Stated task:
Retype only what runs from the line that contains "Target: overlapping leaf" through the last line of the listing below, both lines included.

═══ Data provided ═══

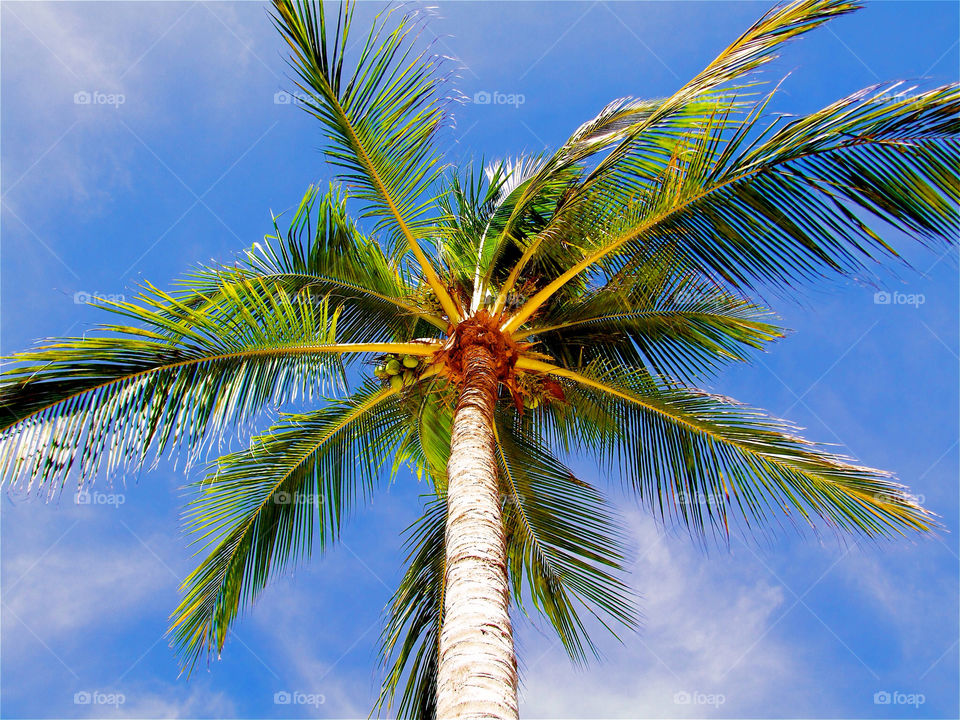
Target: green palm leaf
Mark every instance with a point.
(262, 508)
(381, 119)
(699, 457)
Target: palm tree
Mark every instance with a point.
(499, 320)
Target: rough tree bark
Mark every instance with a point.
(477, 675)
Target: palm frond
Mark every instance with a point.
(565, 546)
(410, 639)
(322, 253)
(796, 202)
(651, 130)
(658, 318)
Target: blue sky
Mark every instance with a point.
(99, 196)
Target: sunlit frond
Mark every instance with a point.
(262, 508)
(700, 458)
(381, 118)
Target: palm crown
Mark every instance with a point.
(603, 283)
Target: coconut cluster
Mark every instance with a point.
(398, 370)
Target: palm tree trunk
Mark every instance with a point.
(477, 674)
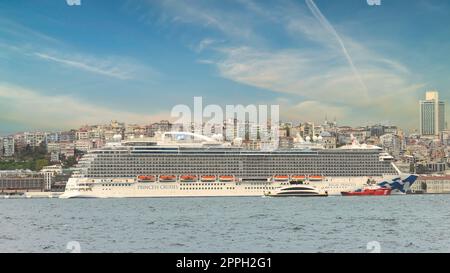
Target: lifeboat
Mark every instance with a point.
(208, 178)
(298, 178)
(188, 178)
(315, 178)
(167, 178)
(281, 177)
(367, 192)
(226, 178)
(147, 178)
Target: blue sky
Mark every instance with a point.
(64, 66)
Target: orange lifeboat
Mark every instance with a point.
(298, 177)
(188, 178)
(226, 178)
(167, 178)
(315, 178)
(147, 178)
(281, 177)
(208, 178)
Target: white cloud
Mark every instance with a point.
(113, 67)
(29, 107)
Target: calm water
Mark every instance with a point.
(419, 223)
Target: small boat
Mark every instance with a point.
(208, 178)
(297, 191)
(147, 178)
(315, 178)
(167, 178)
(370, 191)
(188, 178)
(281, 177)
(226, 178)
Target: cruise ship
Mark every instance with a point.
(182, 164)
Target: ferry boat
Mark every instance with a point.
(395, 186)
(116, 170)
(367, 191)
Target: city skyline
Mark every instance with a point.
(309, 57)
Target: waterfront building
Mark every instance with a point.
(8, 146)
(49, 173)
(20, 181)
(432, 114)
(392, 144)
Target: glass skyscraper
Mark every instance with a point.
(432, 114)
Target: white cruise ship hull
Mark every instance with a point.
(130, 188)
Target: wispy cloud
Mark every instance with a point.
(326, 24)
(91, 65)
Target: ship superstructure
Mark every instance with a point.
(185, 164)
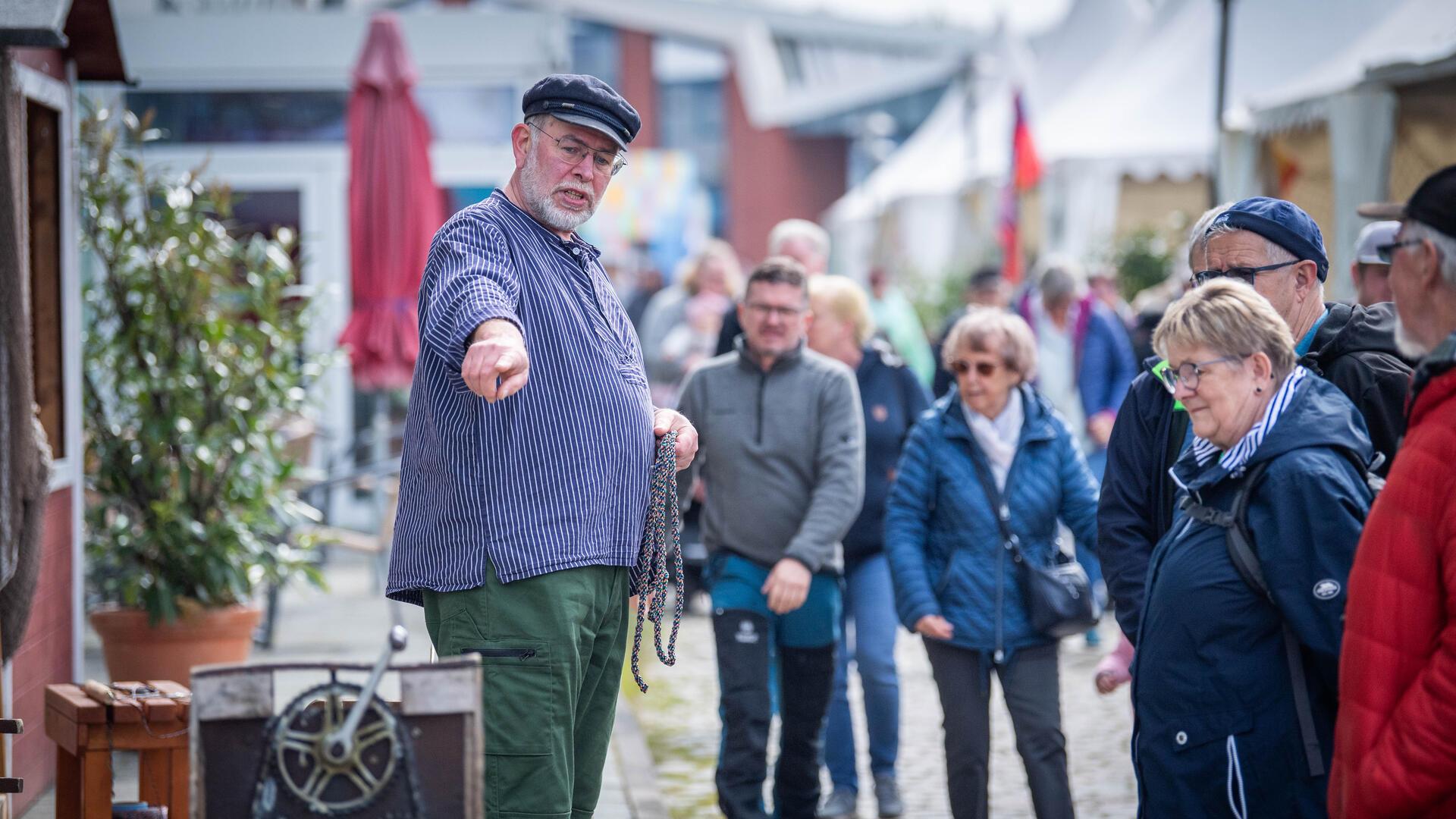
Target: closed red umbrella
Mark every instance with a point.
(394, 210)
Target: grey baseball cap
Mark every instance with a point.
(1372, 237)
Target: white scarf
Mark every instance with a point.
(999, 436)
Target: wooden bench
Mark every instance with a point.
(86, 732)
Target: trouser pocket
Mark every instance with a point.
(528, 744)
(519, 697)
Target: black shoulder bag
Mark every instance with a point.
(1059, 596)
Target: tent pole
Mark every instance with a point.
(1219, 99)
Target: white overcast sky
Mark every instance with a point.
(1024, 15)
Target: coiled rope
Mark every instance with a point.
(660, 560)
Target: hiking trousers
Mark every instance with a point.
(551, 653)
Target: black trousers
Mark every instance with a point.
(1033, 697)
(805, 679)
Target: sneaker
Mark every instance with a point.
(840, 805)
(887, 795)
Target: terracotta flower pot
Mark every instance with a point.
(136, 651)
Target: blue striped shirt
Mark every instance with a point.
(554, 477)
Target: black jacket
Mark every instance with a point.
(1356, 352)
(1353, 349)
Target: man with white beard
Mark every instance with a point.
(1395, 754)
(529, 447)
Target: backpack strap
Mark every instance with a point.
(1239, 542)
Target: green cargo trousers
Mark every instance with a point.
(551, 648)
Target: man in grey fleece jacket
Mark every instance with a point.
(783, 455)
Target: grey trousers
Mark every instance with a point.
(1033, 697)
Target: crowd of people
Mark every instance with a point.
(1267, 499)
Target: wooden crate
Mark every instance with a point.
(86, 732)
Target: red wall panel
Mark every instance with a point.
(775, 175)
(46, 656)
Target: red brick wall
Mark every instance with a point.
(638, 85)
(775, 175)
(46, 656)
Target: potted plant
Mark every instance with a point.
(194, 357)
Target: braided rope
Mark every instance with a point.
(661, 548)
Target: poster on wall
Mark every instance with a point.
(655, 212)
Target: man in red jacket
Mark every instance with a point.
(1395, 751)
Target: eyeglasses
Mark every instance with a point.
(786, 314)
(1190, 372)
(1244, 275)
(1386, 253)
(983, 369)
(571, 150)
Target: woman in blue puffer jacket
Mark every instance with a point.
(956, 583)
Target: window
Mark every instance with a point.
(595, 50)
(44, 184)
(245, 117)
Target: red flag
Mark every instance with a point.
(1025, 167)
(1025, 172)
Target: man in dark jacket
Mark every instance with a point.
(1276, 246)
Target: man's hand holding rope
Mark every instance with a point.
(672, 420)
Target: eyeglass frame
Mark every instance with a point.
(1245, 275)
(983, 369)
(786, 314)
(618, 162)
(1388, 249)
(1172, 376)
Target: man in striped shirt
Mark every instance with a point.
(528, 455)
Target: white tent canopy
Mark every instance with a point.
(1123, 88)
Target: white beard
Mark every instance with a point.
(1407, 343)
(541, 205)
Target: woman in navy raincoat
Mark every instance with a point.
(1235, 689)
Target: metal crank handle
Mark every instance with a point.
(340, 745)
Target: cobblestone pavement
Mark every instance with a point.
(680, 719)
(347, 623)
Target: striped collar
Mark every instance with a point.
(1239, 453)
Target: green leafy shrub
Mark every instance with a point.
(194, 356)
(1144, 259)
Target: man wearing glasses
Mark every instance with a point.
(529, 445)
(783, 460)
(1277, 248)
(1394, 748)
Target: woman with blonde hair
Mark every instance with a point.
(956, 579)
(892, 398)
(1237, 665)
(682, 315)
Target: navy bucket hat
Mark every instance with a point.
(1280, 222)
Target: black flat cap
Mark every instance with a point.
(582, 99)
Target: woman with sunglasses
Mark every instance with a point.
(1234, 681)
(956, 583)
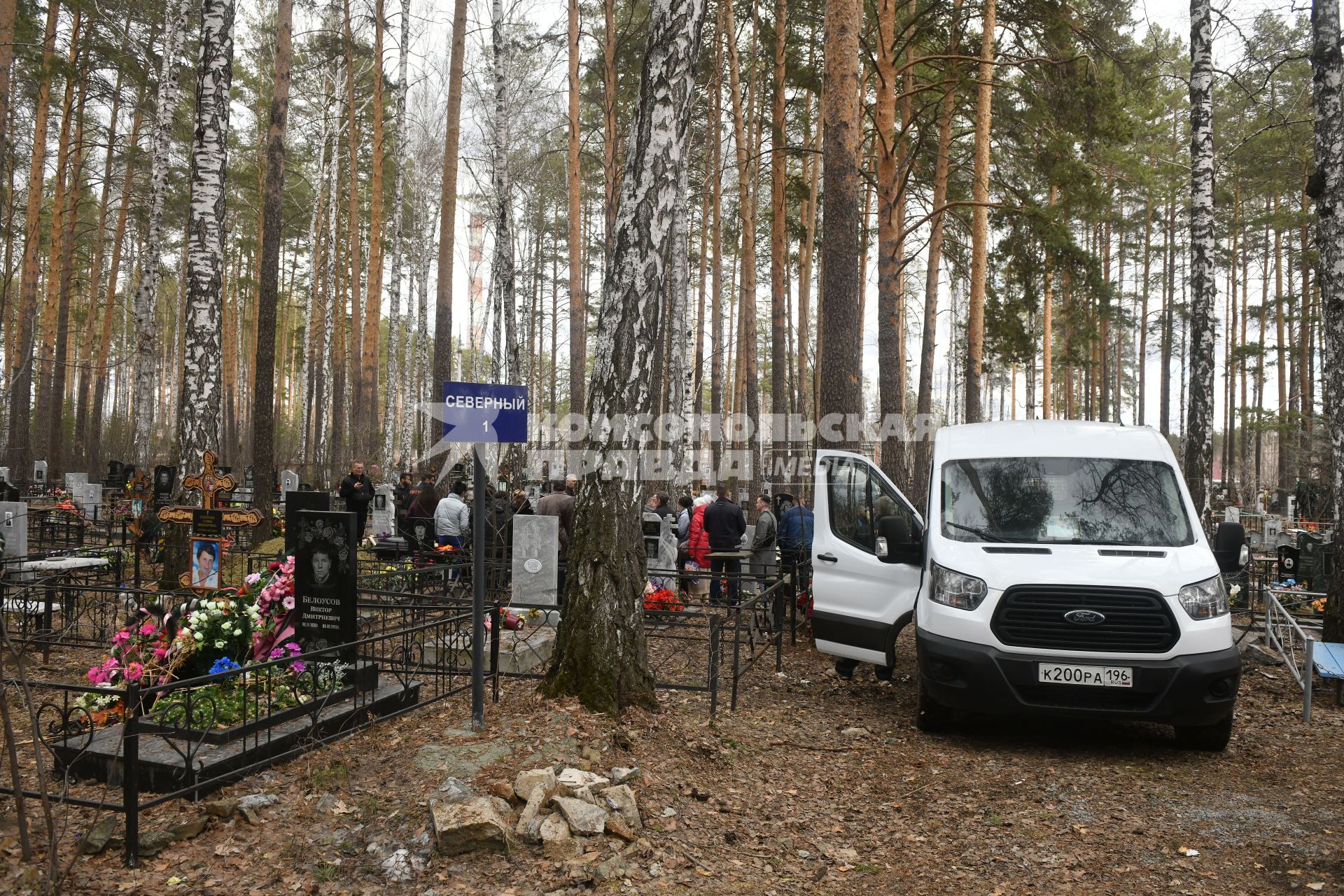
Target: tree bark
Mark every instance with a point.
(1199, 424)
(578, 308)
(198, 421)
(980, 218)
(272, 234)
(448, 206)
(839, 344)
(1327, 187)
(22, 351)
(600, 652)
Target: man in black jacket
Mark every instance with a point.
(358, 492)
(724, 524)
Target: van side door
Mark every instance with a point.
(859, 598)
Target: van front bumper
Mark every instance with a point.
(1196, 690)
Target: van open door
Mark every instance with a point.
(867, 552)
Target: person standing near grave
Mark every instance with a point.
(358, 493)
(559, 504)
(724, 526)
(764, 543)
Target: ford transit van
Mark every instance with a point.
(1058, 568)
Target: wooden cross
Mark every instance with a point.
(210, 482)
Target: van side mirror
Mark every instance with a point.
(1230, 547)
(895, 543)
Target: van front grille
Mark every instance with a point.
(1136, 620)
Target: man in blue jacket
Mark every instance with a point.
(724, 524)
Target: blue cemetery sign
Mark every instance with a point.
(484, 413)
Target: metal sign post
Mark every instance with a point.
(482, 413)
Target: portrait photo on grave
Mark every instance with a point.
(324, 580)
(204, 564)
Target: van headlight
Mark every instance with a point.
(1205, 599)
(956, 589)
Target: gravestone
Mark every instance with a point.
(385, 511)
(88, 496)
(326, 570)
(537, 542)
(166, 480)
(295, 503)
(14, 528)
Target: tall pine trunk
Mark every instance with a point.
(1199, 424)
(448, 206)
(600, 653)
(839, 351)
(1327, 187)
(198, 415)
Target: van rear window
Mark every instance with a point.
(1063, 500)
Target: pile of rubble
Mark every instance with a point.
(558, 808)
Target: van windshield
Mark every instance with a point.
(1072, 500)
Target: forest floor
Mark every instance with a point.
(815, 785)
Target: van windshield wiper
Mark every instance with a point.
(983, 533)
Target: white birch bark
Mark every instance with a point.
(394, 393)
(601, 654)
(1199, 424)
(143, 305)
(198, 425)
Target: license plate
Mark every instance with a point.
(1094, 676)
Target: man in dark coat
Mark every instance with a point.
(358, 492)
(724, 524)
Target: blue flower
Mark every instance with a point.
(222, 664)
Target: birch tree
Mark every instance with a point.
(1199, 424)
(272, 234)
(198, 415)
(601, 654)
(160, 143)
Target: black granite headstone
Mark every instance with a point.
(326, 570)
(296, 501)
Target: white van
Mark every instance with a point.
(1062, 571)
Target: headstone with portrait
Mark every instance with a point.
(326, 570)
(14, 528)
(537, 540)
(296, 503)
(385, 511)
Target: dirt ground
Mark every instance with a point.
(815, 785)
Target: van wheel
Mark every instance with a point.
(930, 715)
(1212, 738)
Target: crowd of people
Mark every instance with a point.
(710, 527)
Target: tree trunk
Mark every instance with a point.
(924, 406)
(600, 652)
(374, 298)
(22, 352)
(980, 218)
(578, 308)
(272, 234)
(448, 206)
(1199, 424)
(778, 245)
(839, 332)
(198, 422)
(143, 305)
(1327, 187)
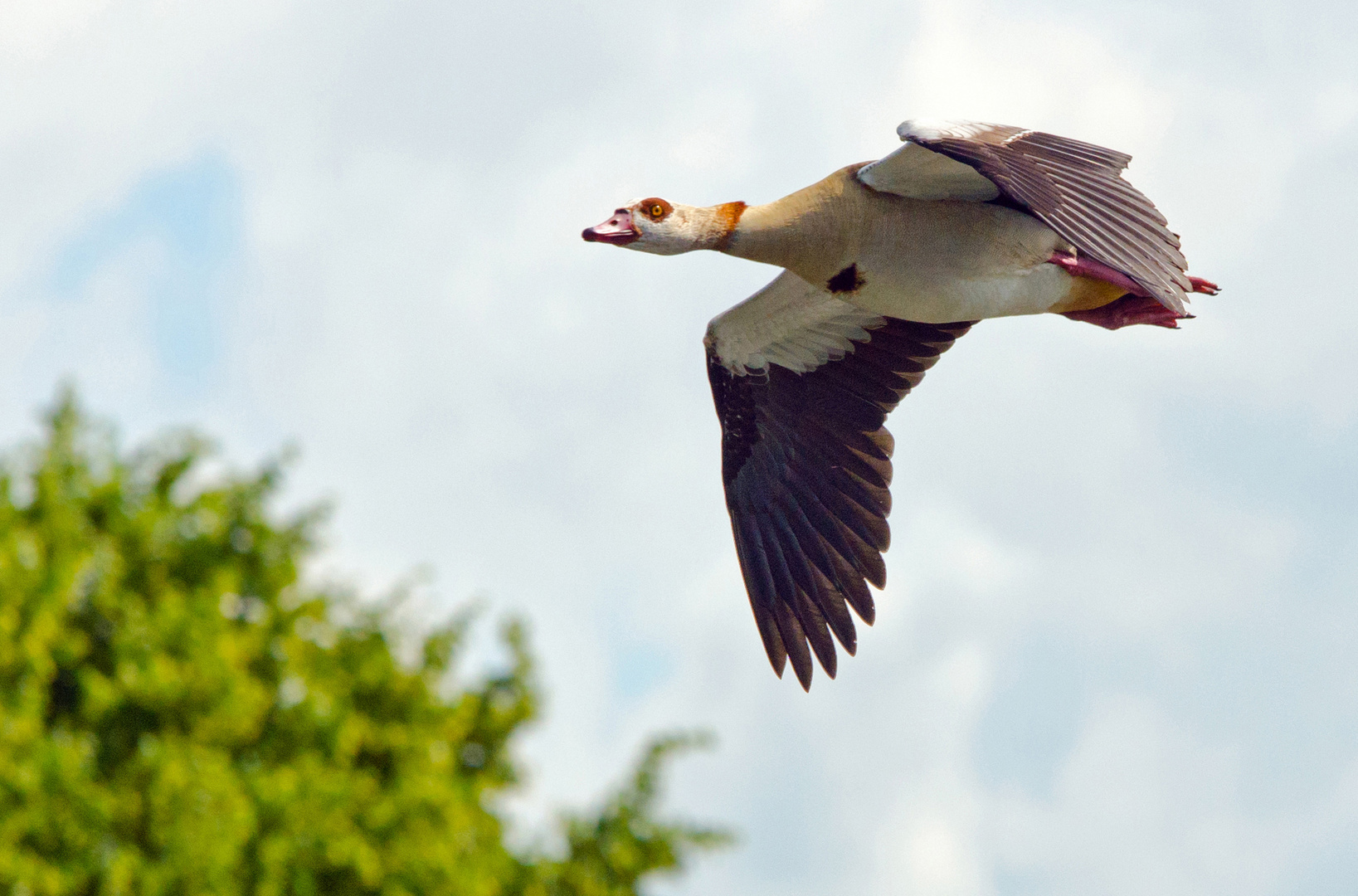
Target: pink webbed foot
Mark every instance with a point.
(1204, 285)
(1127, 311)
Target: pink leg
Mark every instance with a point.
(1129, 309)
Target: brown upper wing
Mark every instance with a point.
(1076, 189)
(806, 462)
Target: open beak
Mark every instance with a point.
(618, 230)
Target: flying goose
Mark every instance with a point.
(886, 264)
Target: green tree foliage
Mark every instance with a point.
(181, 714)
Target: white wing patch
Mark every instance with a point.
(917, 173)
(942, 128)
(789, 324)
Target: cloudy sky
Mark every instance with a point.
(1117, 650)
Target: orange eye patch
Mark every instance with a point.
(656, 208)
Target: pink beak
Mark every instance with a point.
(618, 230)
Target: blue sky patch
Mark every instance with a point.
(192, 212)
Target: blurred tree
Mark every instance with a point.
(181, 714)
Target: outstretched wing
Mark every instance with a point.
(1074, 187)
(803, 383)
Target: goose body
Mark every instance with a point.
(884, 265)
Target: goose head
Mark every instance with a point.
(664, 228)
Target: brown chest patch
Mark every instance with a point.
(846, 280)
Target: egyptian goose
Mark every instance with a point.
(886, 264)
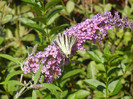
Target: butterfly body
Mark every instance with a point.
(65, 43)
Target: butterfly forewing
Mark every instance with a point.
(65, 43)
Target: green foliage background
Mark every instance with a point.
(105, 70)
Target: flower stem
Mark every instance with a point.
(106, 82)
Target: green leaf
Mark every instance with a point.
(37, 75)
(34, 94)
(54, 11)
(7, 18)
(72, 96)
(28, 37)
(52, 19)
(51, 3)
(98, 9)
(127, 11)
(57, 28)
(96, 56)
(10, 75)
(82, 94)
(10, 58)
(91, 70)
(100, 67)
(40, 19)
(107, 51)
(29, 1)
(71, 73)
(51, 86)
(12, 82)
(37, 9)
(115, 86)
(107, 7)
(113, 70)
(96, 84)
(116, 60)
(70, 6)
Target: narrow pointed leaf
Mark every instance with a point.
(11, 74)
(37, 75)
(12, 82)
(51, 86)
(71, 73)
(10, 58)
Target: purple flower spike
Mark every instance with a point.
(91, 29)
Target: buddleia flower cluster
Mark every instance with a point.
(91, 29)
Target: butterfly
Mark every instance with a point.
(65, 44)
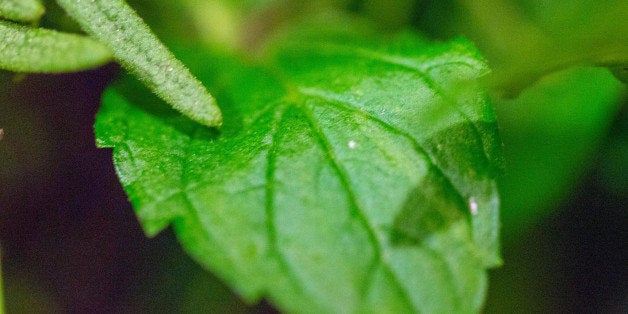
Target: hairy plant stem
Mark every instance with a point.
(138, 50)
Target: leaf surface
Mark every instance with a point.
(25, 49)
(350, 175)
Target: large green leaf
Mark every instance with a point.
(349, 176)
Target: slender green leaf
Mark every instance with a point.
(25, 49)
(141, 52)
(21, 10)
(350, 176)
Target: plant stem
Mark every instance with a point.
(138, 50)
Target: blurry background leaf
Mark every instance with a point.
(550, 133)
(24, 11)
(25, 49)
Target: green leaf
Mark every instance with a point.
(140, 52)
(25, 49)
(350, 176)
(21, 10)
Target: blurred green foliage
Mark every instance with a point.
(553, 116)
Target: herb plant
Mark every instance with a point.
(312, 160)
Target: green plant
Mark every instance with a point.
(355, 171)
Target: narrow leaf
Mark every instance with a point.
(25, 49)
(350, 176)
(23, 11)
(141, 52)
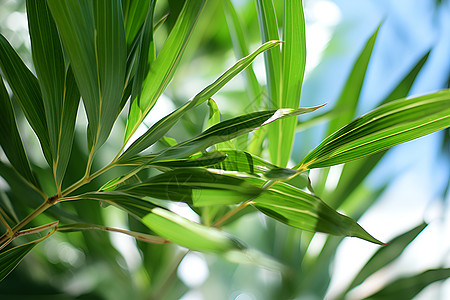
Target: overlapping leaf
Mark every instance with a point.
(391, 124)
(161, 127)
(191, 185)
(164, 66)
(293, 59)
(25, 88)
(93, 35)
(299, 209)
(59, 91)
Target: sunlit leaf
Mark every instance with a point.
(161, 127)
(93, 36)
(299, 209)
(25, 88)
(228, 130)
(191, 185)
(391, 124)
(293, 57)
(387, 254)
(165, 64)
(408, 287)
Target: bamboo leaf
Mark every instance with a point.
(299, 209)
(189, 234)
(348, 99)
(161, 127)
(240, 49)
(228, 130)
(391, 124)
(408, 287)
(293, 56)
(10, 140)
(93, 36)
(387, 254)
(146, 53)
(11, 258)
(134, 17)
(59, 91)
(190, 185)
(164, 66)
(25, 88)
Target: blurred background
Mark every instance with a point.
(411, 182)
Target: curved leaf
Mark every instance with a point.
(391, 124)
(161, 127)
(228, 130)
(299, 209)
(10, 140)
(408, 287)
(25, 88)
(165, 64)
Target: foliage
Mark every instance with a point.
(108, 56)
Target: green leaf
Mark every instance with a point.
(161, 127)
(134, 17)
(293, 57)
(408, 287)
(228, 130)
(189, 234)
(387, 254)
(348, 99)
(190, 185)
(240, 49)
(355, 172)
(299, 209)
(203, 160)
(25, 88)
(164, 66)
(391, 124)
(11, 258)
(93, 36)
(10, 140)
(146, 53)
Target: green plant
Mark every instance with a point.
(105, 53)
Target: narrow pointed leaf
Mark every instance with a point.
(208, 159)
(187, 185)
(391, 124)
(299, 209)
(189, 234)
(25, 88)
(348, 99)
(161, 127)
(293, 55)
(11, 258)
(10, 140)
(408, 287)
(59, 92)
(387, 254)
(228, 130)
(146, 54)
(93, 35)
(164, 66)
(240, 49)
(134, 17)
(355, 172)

═══

Solution for this problem:
Target: overlapping leaf
Mark every instance with a point.
(391, 124)
(161, 127)
(191, 185)
(164, 66)
(293, 59)
(25, 88)
(93, 35)
(299, 209)
(59, 91)
Target: sunlit leaf
Mark every instance with a point.
(161, 127)
(93, 36)
(299, 209)
(25, 88)
(228, 130)
(191, 185)
(391, 124)
(293, 57)
(387, 254)
(165, 64)
(408, 287)
Target: bamboo leaf
Mark every instance with a point.
(299, 209)
(189, 234)
(348, 99)
(161, 127)
(240, 49)
(228, 130)
(391, 124)
(408, 287)
(293, 56)
(10, 140)
(93, 36)
(387, 254)
(146, 53)
(11, 258)
(134, 17)
(59, 91)
(190, 185)
(164, 66)
(25, 88)
Target: blurred background
Mark every instance with a point.
(411, 182)
Target: curved leaf
Mark every instance with a point.
(391, 124)
(161, 127)
(228, 130)
(299, 209)
(10, 140)
(408, 287)
(25, 88)
(165, 64)
Target: foliage
Mark every instance with a point.
(108, 56)
Target: green leaf
Mark every instance with a point.
(161, 127)
(134, 17)
(293, 57)
(408, 287)
(228, 130)
(189, 234)
(387, 254)
(348, 99)
(190, 185)
(240, 49)
(355, 172)
(299, 209)
(203, 160)
(25, 88)
(164, 66)
(391, 124)
(11, 258)
(93, 36)
(10, 140)
(146, 53)
Target: green plant
Mark every instance with a point.
(105, 53)
Target: narrow pointed leaf
Mark every instance with a point.
(208, 159)
(187, 185)
(391, 124)
(299, 209)
(189, 234)
(25, 88)
(348, 99)
(161, 127)
(293, 55)
(11, 258)
(10, 140)
(408, 287)
(59, 92)
(387, 254)
(228, 130)
(146, 54)
(93, 35)
(164, 66)
(240, 49)
(134, 17)
(355, 172)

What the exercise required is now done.